• The task:
Copy each line below word for word and drop every image.

—————

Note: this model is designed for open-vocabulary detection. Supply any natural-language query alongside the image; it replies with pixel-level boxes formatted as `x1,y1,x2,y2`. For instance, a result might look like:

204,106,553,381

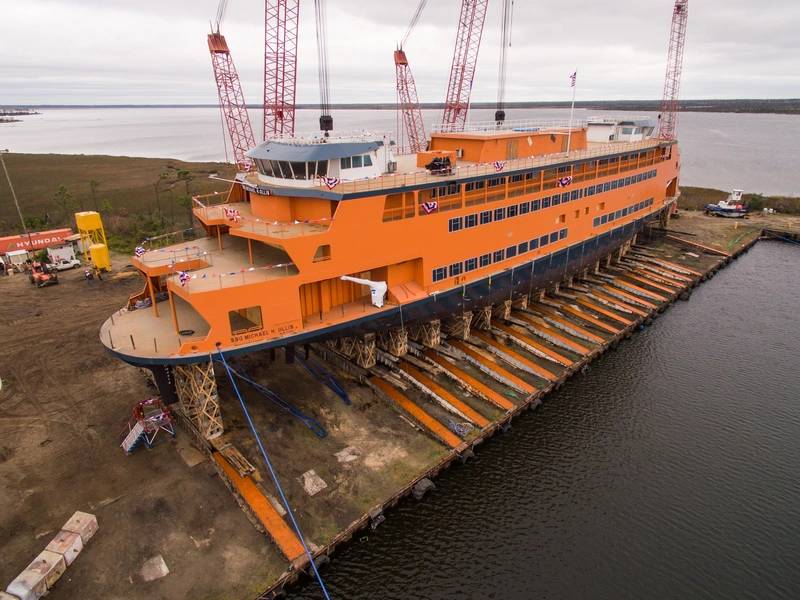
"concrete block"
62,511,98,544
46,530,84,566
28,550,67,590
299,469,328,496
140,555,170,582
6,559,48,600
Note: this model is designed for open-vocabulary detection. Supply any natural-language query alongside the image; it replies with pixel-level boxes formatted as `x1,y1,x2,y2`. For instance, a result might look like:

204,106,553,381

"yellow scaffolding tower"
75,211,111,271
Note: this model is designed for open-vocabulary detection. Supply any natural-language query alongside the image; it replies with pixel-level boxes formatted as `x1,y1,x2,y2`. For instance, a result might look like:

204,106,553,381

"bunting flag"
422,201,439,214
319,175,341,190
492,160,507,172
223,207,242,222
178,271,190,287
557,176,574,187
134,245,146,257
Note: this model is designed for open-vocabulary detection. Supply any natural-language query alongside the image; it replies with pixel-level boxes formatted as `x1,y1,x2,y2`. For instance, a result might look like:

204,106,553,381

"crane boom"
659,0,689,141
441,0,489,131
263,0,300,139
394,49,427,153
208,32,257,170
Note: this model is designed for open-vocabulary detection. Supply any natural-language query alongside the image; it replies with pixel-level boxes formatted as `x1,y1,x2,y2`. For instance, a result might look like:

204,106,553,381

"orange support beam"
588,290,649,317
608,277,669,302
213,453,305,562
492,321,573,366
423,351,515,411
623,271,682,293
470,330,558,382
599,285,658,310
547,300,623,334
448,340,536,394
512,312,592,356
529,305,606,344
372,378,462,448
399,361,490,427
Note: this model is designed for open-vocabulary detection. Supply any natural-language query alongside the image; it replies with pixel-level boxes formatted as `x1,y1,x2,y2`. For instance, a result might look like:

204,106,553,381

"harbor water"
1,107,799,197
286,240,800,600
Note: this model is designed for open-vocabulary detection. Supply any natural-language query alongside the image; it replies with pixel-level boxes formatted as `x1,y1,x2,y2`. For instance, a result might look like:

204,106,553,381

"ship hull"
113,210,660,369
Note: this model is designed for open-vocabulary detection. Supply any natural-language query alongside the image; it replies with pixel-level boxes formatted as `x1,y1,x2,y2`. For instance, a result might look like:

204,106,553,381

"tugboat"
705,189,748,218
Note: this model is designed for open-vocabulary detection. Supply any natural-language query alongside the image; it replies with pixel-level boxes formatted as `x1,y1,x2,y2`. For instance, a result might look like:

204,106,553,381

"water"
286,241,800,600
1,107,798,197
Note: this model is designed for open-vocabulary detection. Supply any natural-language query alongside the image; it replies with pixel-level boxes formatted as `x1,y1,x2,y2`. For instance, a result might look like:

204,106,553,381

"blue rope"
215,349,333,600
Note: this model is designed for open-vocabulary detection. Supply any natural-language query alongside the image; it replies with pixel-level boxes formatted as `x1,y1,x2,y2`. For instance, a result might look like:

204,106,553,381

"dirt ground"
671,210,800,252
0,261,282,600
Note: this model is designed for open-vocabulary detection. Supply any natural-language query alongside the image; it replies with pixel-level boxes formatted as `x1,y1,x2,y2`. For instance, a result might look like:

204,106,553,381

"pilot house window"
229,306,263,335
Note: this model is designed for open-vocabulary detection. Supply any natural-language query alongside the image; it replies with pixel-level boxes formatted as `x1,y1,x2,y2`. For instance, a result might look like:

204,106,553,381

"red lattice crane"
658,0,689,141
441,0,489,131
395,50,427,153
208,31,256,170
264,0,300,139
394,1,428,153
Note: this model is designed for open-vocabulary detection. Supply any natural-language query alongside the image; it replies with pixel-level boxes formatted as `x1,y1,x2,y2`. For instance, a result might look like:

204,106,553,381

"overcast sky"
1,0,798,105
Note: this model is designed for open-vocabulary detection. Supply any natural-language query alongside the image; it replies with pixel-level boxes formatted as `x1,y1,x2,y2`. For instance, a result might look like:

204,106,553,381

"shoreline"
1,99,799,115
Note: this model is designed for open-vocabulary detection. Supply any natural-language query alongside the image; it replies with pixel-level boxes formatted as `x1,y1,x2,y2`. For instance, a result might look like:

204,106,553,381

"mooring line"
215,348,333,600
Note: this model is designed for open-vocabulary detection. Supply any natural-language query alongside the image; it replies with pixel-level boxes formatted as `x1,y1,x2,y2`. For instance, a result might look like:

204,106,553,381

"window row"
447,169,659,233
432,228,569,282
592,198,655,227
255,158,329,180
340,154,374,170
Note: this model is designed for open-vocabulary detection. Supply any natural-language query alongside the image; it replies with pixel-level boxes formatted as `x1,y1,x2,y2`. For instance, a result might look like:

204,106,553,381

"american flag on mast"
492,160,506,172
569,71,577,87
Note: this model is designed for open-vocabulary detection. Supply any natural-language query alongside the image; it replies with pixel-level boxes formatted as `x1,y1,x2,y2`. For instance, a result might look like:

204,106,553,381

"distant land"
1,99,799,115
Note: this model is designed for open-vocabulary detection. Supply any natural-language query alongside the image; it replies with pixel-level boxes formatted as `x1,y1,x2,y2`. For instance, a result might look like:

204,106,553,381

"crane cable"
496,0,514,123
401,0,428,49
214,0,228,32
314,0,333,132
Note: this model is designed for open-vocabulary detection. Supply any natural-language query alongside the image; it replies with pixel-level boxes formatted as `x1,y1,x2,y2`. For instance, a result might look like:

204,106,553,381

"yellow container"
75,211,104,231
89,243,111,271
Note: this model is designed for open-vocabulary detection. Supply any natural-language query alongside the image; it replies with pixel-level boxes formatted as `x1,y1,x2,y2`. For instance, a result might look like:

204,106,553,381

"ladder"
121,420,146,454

—————

• Solution to the problem:
Note: this model is designed for open-vocabulary detection. Supply any natural-language query alongside the image; it replies with pixel-level boxes formatted as `x1,y1,x2,y2`. For instance, a result might look like:

204,106,553,381

"concrete block"
62,511,98,544
46,530,84,566
28,550,67,590
299,469,328,496
140,555,170,582
6,559,48,600
Note: this model is designed for open-vocabulary detection. Supply any natural-language query alongside the image; it replies with pixel-level boxes formatted as `x1,y1,x2,y2`. For instance, a result might look like:

204,106,553,381

"yellow scaffolding tower"
75,211,111,271
Note: this model is designed for open-vocabulary detection. Supply any natural-language query alongside the image; it replies with pixel-level boxes formatted as `x1,y1,x2,y2`. For instance, a result might look like:

204,106,553,381

"bunting flag"
422,201,439,214
319,175,341,190
492,160,507,172
223,207,242,222
178,271,190,287
557,176,574,187
134,245,146,257
Note: this model is designed for open-vocabulary detection. Supply any natural-language query alongside the image; it replies with pixel-level boxes formatted as `x1,y1,x2,y2`. For instance, a result might look like:

204,106,553,381

"crane boom"
659,0,689,141
441,0,489,131
263,0,300,139
394,49,427,153
208,32,257,170
Note: this model is designed for open-vocabulary detection. Supply any natural-language query alongside the image; it replies with pixel-level boxes formatted as `x1,y1,x2,y2`. For instance, a result might look like:

204,106,553,381

"orange support beam"
588,290,649,317
608,277,669,302
213,453,305,562
492,321,573,366
423,351,515,411
623,271,682,293
470,330,558,382
599,285,658,310
547,300,623,334
448,340,536,394
512,312,592,356
529,305,606,344
372,378,462,448
399,361,490,427
Note: this model is designed for open-vocabulary detection. Supply any natural-language query alongside the image; it replies with pixel-level boxes formatted as `x1,y1,x2,y2`. For instance, a result might look like:

204,106,553,381

"harbor water"
1,107,799,197
286,240,800,600
Note: this model is designed for open-vocabulary detection. Supply any natural-language query alongside the image; it replies with pixel-level boxes formatted as `x1,y1,x2,y2`. For instance, a result might look like:

204,106,553,381

"ship hull"
113,210,660,369
Note: this model is designed for open-vocabulary detection. Supply any natural-language query alongside the image; it replies with pixel-level boxes formatted as `x1,y1,x2,y2`. For instance, a result might look like:

204,106,553,381

"tugboat"
705,189,748,218
Note: this model is designed for open-vocabulary detection. Supply any natural-language query alongside the image; it replies with pixel-level boxes formatted as `x1,y1,x2,y2`. For instance, a result might look like:

204,106,553,381

"water"
286,241,800,600
1,107,798,197
Note: this model is designed for open-vocabulary detection. Supply any natural-language query alongside the image; it replies with pixel-level boxes formatted as `x1,y1,x2,y2`. For instance, a result might look like:

204,106,553,381

"blue rope"
215,349,333,600
Note: this model is designed for open-vocabulary detection. Supply any natural-language query alongside the image; it replies with pixel-level boxes formatted as `x1,y1,x2,y2`. For instance, a result might look like:

204,106,553,381

"dirt ground"
671,210,800,252
0,261,282,600
Note: this model is designed for open-vocabulary detection. Supply any natural-language query alongside the image; it replies with pixel-level boxes formatted as `x1,y1,x2,y2`. For instance, a result might look like:

204,106,553,381

"pilot house window"
229,306,263,335
Note: this model is designed for open-vocabulary detection. Supply any natural-language query alongside the image; it replies with pixel-level boxes formatted as `x1,y1,x2,y2`. For instance, a result might look like:

204,106,553,381

"red lattice crane"
658,0,689,141
441,0,489,131
395,50,427,153
208,31,256,170
264,0,300,139
394,1,428,153
Note: this model is designed for open-vocabulary detection. Supply any natural-language query alongside the image; it replies with pixel-level boxes formatted as `x1,y1,x2,y2`. For instance, a result might look like:

204,106,553,381

"overcast sky"
1,0,798,105
Note: this model is designed for open-vocabulary detection. Supply any natural-language query alongside the image; it replies with pixel-level boxes formatted as `x1,y1,x2,y2`. For instance, a result might look like:

204,106,553,381

"shoreline"
1,99,799,115
Note: this model is designed for open-vocabulary detection. Supply any natural-language query alongside the image; it replies with pixel-level boxes formatted as `x1,y1,x2,y2`. For instance, a result might look like:

204,106,553,381

"mooring line"
215,348,333,600
Note: this model is designed for open-vocabulary detection. Supply any natural-language query alongside the image; it replies with pixel-level boxes formatted as `x1,y1,x2,y2`. For instance, a result might look like:

204,106,553,381

"window row"
447,169,659,233
432,228,569,282
592,198,655,227
255,158,329,180
340,154,374,170
Note: this model is designed for open-vocabulary detection. Supply any natural-language query alongside the image; it replies with pixel-level boxes formatted as `x1,y1,x2,y2`. For instance, a result might look like:

204,106,553,381

"american flag on mast"
492,160,506,172
569,71,577,87
Note: this model is designed for open-vocabulary detection. Supply any natural-language query alongside the image; it replies with pixel-level boxes formatted as `x1,y1,x2,y2`. For instance, a result might look like:

204,106,553,381

"distant land"
1,99,799,115
Note: this model is designed for open-vocabulary detection. Supply any natural-language query alongside the image; it replies with pixel-level boxes formatted as `x1,y1,x2,y2`. For instance, a result might look like:

204,106,553,381

"crane cable"
496,0,514,123
401,0,428,49
214,0,228,32
314,0,333,132
Note: this model is designed for open-vocabulary detection. Supply any natural-language query alongside the image; it replies with pixel-level boxes formatted as `x1,y1,x2,y2`. For instance, a result might look like:

204,106,553,381

"yellow container"
75,211,104,231
89,243,111,271
Note: this model is designed for open-vocabulary detection. Supply any natural-language query alongside the image; it replies with pixel-level boxes formatted as `x1,y1,x2,y2`. For instance, a result might look like:

204,106,553,381

"ladder"
121,420,146,454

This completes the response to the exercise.